Task prompt →
Your output should be each line from the material below that has the word "dirt".

Record extracts →

######

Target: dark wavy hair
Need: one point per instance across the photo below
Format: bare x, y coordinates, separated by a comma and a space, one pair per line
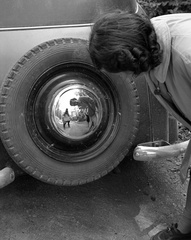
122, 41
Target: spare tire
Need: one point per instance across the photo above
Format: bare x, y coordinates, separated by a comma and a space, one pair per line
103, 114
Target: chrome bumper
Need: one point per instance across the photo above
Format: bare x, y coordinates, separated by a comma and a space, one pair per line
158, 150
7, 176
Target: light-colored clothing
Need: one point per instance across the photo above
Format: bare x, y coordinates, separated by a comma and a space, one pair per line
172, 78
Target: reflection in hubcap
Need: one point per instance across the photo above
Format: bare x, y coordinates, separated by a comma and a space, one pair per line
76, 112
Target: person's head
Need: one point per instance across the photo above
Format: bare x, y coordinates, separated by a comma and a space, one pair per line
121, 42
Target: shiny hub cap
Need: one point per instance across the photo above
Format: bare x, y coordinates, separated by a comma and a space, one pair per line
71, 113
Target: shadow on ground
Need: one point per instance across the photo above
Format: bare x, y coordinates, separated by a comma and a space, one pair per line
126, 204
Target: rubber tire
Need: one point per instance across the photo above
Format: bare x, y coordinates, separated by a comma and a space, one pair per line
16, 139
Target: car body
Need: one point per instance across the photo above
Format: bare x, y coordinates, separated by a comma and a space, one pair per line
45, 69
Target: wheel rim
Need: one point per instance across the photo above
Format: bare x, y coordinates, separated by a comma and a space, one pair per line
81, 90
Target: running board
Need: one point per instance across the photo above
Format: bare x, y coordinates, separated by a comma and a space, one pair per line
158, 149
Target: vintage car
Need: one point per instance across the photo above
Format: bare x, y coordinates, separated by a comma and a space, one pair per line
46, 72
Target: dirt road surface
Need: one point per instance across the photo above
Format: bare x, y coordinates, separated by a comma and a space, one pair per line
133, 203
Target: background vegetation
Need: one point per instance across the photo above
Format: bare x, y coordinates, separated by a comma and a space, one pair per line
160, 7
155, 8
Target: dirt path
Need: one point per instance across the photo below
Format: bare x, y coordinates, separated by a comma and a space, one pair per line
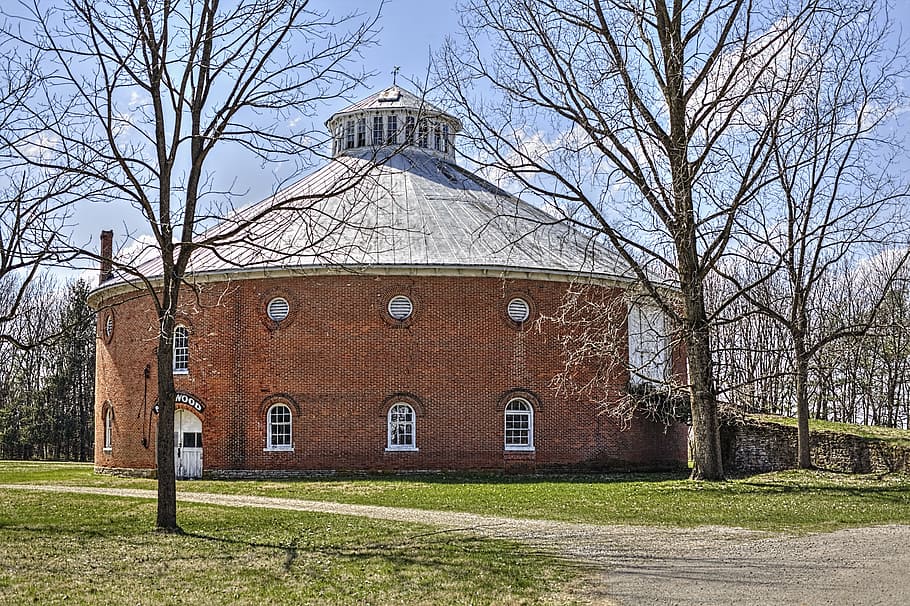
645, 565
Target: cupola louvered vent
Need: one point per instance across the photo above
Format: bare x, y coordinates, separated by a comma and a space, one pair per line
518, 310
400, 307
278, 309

######

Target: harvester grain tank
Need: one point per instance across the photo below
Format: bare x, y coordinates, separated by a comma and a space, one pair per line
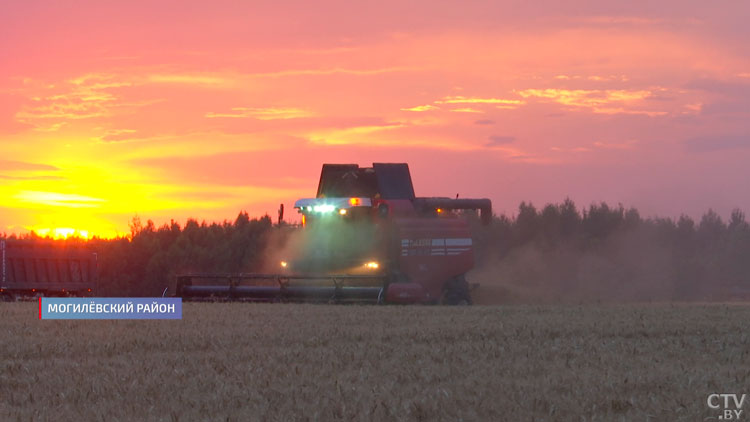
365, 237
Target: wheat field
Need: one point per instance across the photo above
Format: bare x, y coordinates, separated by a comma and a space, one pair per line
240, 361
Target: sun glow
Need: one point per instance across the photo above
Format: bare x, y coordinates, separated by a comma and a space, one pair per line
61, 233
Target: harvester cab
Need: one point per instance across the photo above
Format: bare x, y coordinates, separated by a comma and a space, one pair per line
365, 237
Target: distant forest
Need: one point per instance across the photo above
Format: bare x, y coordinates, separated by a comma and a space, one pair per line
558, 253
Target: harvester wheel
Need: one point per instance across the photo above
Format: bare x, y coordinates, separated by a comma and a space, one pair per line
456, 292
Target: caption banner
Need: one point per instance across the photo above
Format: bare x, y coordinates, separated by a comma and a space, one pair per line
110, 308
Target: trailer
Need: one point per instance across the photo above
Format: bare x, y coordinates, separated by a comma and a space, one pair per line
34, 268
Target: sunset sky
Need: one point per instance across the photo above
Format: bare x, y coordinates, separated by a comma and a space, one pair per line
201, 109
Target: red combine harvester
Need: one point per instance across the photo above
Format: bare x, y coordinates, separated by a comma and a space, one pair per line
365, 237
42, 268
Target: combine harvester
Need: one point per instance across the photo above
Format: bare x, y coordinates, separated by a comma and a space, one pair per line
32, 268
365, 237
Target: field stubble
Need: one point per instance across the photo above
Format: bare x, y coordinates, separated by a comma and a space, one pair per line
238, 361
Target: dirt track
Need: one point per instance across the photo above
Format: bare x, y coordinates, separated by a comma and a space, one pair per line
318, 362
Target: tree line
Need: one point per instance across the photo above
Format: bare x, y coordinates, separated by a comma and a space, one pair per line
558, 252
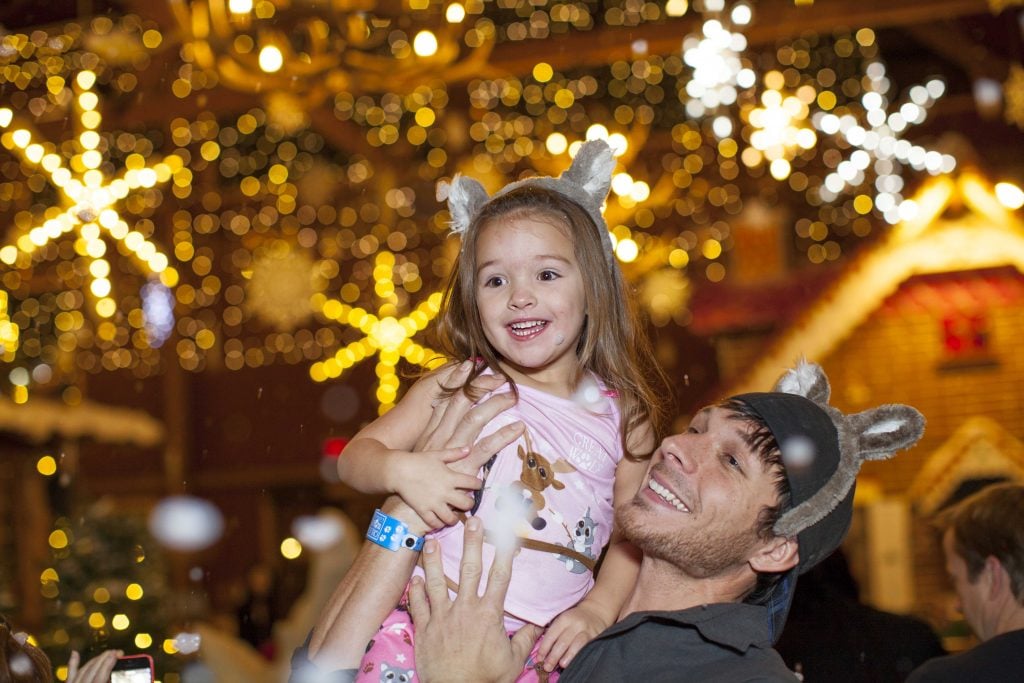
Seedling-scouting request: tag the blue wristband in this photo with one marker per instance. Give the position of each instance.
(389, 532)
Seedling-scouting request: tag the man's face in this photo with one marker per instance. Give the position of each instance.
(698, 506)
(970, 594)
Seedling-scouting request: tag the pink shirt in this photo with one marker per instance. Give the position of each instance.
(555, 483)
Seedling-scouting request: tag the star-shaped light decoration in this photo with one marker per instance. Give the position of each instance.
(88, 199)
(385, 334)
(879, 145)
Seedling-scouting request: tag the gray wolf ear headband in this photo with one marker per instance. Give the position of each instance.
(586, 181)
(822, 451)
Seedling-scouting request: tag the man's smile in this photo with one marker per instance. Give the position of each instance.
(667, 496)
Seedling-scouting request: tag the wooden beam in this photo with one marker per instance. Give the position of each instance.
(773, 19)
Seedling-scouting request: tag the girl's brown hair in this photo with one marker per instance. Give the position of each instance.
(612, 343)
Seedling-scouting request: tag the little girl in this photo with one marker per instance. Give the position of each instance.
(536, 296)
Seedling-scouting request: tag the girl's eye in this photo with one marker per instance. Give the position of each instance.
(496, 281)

######

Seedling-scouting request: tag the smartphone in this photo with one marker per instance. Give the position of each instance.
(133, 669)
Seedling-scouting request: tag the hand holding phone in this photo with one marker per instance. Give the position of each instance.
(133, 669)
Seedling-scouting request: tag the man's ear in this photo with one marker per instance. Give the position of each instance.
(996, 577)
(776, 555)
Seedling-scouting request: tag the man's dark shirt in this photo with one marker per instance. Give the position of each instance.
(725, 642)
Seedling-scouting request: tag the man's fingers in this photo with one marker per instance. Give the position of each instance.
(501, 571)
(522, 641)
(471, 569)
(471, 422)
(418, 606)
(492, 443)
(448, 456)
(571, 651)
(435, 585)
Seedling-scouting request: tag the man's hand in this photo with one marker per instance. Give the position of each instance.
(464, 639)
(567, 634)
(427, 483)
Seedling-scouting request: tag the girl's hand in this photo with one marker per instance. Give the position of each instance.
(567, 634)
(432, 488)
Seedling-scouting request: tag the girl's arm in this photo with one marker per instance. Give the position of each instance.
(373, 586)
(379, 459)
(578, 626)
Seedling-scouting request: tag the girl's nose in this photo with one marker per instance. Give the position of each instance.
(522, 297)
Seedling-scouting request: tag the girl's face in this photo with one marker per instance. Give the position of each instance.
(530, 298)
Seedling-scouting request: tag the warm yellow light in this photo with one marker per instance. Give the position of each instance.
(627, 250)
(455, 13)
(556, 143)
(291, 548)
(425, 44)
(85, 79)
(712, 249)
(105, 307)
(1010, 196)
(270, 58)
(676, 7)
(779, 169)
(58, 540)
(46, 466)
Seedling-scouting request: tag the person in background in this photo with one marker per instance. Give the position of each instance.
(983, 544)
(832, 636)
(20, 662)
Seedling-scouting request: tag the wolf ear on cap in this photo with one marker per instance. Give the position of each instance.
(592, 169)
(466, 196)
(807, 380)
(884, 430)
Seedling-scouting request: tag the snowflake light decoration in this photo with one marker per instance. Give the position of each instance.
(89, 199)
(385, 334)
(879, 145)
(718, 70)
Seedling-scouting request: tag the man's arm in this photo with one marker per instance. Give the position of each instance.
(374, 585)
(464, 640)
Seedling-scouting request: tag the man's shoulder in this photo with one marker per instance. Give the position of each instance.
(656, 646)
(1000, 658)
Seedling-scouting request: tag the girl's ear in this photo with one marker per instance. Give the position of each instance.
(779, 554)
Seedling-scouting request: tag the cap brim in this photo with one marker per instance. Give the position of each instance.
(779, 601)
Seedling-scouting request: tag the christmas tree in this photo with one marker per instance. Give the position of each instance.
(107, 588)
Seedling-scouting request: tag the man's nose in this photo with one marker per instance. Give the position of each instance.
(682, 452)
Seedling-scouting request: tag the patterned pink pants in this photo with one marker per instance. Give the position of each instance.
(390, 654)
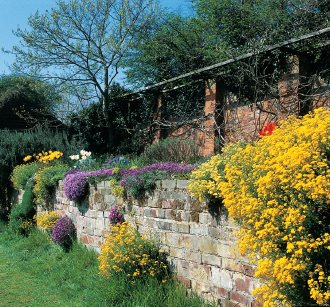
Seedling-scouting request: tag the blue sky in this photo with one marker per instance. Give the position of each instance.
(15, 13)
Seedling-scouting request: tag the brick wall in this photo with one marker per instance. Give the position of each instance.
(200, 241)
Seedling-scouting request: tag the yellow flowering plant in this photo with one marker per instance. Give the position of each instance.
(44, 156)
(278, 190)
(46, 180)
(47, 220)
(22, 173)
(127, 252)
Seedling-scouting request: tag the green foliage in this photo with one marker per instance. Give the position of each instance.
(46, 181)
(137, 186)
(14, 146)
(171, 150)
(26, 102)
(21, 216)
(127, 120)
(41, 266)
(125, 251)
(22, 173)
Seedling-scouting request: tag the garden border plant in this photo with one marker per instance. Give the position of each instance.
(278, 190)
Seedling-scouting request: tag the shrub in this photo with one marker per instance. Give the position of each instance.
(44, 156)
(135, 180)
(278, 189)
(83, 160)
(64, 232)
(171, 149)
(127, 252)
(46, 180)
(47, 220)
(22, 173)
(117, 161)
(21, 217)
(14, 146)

######

Written response →
Target: dirt road surface
Target: dirt path
Target: dirt track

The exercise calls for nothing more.